Would you copy every record exactly as it stands and drop the pictures?
▼▼▼
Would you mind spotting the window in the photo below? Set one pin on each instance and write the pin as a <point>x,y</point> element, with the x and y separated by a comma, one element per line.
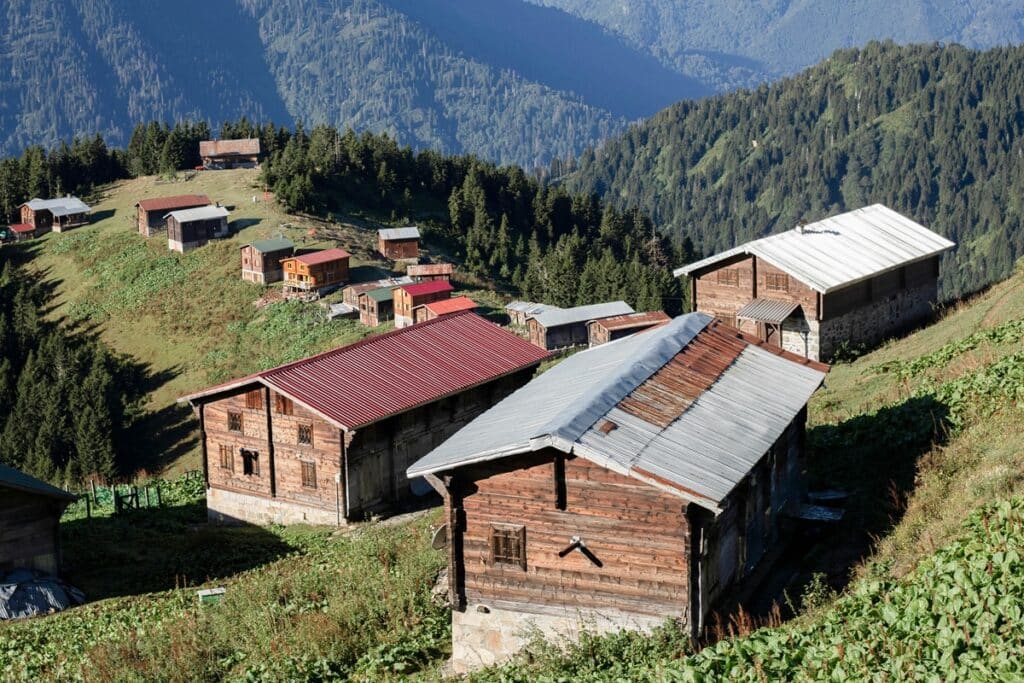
<point>226,458</point>
<point>508,545</point>
<point>777,282</point>
<point>283,404</point>
<point>254,399</point>
<point>308,474</point>
<point>250,463</point>
<point>728,276</point>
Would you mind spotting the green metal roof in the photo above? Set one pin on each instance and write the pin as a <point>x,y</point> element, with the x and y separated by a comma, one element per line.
<point>265,246</point>
<point>11,478</point>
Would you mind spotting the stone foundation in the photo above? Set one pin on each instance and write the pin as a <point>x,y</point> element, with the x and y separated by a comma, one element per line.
<point>227,507</point>
<point>482,638</point>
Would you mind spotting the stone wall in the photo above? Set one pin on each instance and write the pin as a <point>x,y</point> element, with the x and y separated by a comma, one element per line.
<point>483,635</point>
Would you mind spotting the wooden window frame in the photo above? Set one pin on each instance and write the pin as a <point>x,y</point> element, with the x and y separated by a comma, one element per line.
<point>507,545</point>
<point>308,471</point>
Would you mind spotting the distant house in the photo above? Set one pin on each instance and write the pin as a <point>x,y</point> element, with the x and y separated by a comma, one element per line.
<point>30,520</point>
<point>192,228</point>
<point>409,297</point>
<point>567,327</point>
<point>425,272</point>
<point>261,260</point>
<point>429,311</point>
<point>57,215</point>
<point>398,243</point>
<point>630,483</point>
<point>854,279</point>
<point>316,271</point>
<point>151,214</point>
<point>377,306</point>
<point>218,155</point>
<point>520,311</point>
<point>616,327</point>
<point>327,439</point>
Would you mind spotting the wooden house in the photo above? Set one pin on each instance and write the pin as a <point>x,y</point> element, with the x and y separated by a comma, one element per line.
<point>429,311</point>
<point>398,244</point>
<point>261,260</point>
<point>377,306</point>
<point>327,439</point>
<point>425,272</point>
<point>408,297</point>
<point>218,155</point>
<point>192,228</point>
<point>317,271</point>
<point>56,215</point>
<point>30,521</point>
<point>559,328</point>
<point>851,280</point>
<point>151,215</point>
<point>616,327</point>
<point>630,483</point>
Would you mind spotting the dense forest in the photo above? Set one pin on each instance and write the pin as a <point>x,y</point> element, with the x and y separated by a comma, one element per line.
<point>933,132</point>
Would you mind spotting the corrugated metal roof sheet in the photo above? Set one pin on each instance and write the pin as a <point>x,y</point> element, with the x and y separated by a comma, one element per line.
<point>767,310</point>
<point>556,316</point>
<point>199,213</point>
<point>411,232</point>
<point>693,407</point>
<point>173,203</point>
<point>842,250</point>
<point>11,478</point>
<point>381,376</point>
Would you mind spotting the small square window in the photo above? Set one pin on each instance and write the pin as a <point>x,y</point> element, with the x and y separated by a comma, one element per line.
<point>308,474</point>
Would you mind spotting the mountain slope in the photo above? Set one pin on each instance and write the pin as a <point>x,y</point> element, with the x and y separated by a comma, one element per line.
<point>933,132</point>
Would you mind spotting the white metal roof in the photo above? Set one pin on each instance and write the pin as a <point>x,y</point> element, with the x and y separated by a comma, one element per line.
<point>199,213</point>
<point>556,316</point>
<point>840,251</point>
<point>411,232</point>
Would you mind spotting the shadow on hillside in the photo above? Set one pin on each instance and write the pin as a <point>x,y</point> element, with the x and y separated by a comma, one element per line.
<point>160,549</point>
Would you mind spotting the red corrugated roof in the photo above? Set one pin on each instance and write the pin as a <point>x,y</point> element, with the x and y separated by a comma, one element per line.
<point>435,287</point>
<point>173,203</point>
<point>381,376</point>
<point>323,256</point>
<point>451,305</point>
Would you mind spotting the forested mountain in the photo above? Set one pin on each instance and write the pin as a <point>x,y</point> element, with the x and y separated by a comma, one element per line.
▲▲▲
| YOUR RESPONSE |
Would you mind spotting the window in the photo below? Set one pin on each instance and write the pin as a <point>x,y</point> element, with the x and y separated by a comma, one element per line.
<point>226,458</point>
<point>508,545</point>
<point>777,282</point>
<point>283,404</point>
<point>254,399</point>
<point>308,474</point>
<point>250,463</point>
<point>728,276</point>
Would you mind spotting the green metal roof in the photo above? Set one pin on each instance and write the pin as a <point>x,y</point> element, with the x and y separated by a comma, one element per line.
<point>265,246</point>
<point>11,478</point>
Would you mind spotting the stone foundation in the photo above? Set one pin on each instance and write the pin as a <point>x,y</point> element, with the x and y separated by a comma, one element per line.
<point>227,507</point>
<point>482,638</point>
Would you mind spotting the stone wall in the photo above? Set one pin on each instance and write the pin as a <point>x,y</point> element, with the x and y separated by a comma, one element per line.
<point>483,635</point>
Would you mind spotting the wooden window frame in the photo above? Set one pin on each instance and write the pin as a <point>x,y</point> element, with the x and y separated by a comma, one element per line.
<point>507,545</point>
<point>308,471</point>
Would you mind spotting the distant house in the photo above? Set one pin on each instance and write the pin as a <point>x,y</point> element, with the x and y separated by a comma, one element per line.
<point>30,520</point>
<point>192,228</point>
<point>409,297</point>
<point>567,327</point>
<point>425,272</point>
<point>261,260</point>
<point>429,311</point>
<point>57,215</point>
<point>398,243</point>
<point>630,483</point>
<point>854,279</point>
<point>316,271</point>
<point>151,214</point>
<point>377,306</point>
<point>218,155</point>
<point>520,311</point>
<point>616,327</point>
<point>327,439</point>
Would you mind spotting the wooden house in the photo above? Set one pin on each instance and write the pin as a <point>x,y</point> element, with the x and y separated by a comma, one element per line.
<point>429,311</point>
<point>398,244</point>
<point>261,260</point>
<point>377,306</point>
<point>327,439</point>
<point>425,272</point>
<point>408,297</point>
<point>218,155</point>
<point>192,228</point>
<point>317,271</point>
<point>56,215</point>
<point>30,521</point>
<point>559,328</point>
<point>851,280</point>
<point>151,215</point>
<point>616,327</point>
<point>630,483</point>
Would you mind spotting the dense forest in the photo above? Set one pin on each instance and write the pin as a <point>x,y</point> element, with the x and y separated by a comma, one element per line.
<point>933,132</point>
Would you mind spotting the corrugated metal roof sheet in the photo above? Set one pin on each instance and write the pin as a <point>x,y</point> element, with the x and y separated by a comma, one element per line.
<point>767,310</point>
<point>556,316</point>
<point>199,213</point>
<point>411,232</point>
<point>693,407</point>
<point>173,203</point>
<point>842,250</point>
<point>11,478</point>
<point>381,376</point>
Would you mind spotting the small square window in the photo above? Set one pin on each instance and write the pin as a <point>x,y</point> element, with the x and y separated by a comma, one element per line.
<point>308,474</point>
Would you mind spotting the mountain slope in the photo above? Set one pin on each instance and write the pin as a <point>x,y</point> element, with the x and y separated by a comma, one element per line.
<point>933,132</point>
Would you mind spotting the white metal roof in the photo above? Set one pin on each instance and write the pin as a <point>x,y</point> element, with the x and y separated by a comma, one element per line.
<point>199,213</point>
<point>556,316</point>
<point>840,251</point>
<point>411,232</point>
Would you mind spotting the shadow on hillside in the photo above? Set one pin on each instance and write the pin as a <point>x,y</point> element, with the x and y separated by a comma, one element per line.
<point>160,549</point>
Would you mind spotting the red corrugated roof in the photo above? Set one pin on each instance and write the pin as a <point>x,y</point> element, with the x and y separated by a comma, one element per line.
<point>435,287</point>
<point>173,203</point>
<point>381,376</point>
<point>323,256</point>
<point>451,305</point>
Would you mind spotting the forested mountain in the photo above? Set one pin on each instance and write the pin as a <point>x,y</point> element, with the x and y separated by a comma, one element per line.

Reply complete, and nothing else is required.